## Required action
In the listing below, find the line containing "Please annotate the blue". Write out that line and every line after it to the end, exactly and only those.

◆ ◆ ◆ ◆ ◆ ◆ ◆

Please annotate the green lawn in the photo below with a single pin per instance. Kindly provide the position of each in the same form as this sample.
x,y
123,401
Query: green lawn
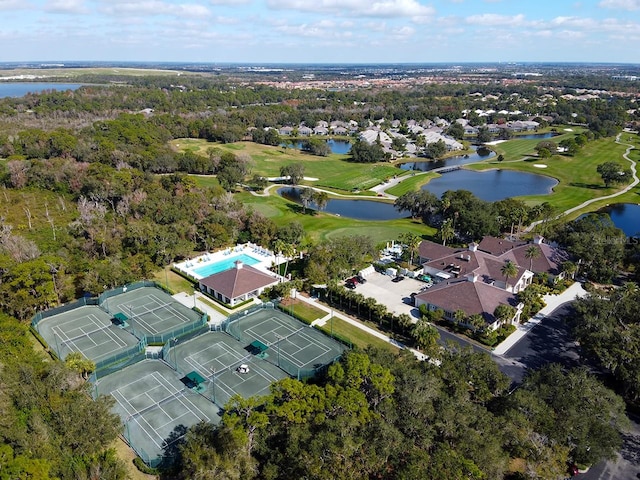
x,y
579,180
333,171
325,225
355,335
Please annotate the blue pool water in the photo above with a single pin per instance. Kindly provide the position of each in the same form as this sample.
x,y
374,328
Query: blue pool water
x,y
224,264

◆ ◆ ◆ ◆ ◆ ◆ ◆

## Exercise answer
Please annotate the blue pool water in the photo above with a single pin per instance. Kindly provide the position of each in the same form as this sample.
x,y
374,328
Query: blue pool water
x,y
224,264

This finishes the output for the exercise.